* **EXTRACT PROVIDED**
The federal force in charge of protecting POTUS and presidential contenders just killed the dreams of nearly 50,000 online petitioners.

The Republican Party might be pro-gun, but it's siding with the US Secret Service, which on Monday overruled nearly 50,000 online petitioners who want the freedom to bring firearms to the GOP's convention this July in Cleveland, Ohio.

Screenshot by Max Taves/CNET

The Secret Service has some common sense advice for the Republican Party: Keep guns out of your convention.

The agency tasked with protecting presidential candidates determined Monday that a giant arena packed with popping balloons, TV cameras and politicians potentially still fuming over their party's choice wasn't the best place for a display of Second Amendment rights.

"Individuals determined to be carrying firearms will not be allowed past a predetermined outer perimeter checkpoint," Rob Hoback, a Secret Service spokesman, said in a statement. Only authorized law enforcement personnel will be allowed to pack heat at the event.

The Secret Service's decision is a setback to the more than 47,000 Rambos, Elmer Fudds and Walker Texas Rangers who signed a petition over the last week requesting the right to openly display firearms during the GOP convention this July at Quicken Loans Arena in Cleveland, Ohio. The petition protested the arena's prohibition of weapons, particularly given that Ohio is an open-carry state.

The petition, which was launched on March 23 by someone using the pseudonym The Hyperationalist, called for the arena to allow firearms and said banning such weapons was "a direct affront to the Second Amendment [that] puts all attendees at risk." The petition also noted that Cleveland is regularly ranked among the country's 10 most dangerous cities and reminded potential supporters of the ever-looming threat of an ISIS terrorist attack.

"Without the right to protect themselves, those at the Quicken Loans Arena will be sitting ducks, utterly helpless against evil-doers, criminals or others who wish to threaten the American way of life," The Hyperationalist wrote.

The Hyperationalist didn't respond to a request for comment.

The GOP is taking the advice in stride.

"The Republican National Convention is a National Special Security Event which means the Secret Service is the lead agency," emailed Kirsten Kukowski, a spokeswoman for the convention. "We will defer to their planning as it relates to safety and security of the Convention."

Federal law, specifically Title 18 United States Code Sections 3056 and 1752, gives the Secret Service the authority to ban firearms from sites "visited by our protectees, including those located in open-carry states," according to the Service.

So if you want to bring a gun to the convention, join the Secret Service.

* **WRITTEN PROBLEM**
Reproduce everything in the article on the Secret Service convention gun ban from "The Secret Service has" down to "at the event.".

* **DATA EXTRACT**
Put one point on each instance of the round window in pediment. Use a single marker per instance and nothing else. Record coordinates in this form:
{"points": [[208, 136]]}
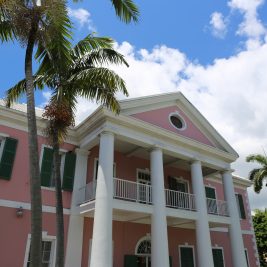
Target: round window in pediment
{"points": [[177, 121]]}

* **FINAL RESULT**
The Secret Service has some common sense advice for the Republican Party: Keep guns out of your convention.

The agency tasked with protecting presidential candidates determined Monday that a giant arena packed with popping balloons, TV cameras and politicians potentially still fuming over their party's choice wasn't the best place for a display of Second Amendment rights.

"Individuals determined to be carrying firearms will not be allowed past a predetermined outer perimeter checkpoint," Rob Hoback, a Secret Service spokesman, said in a statement. Only authorized law enforcement personnel will be allowed to pack heat at the event.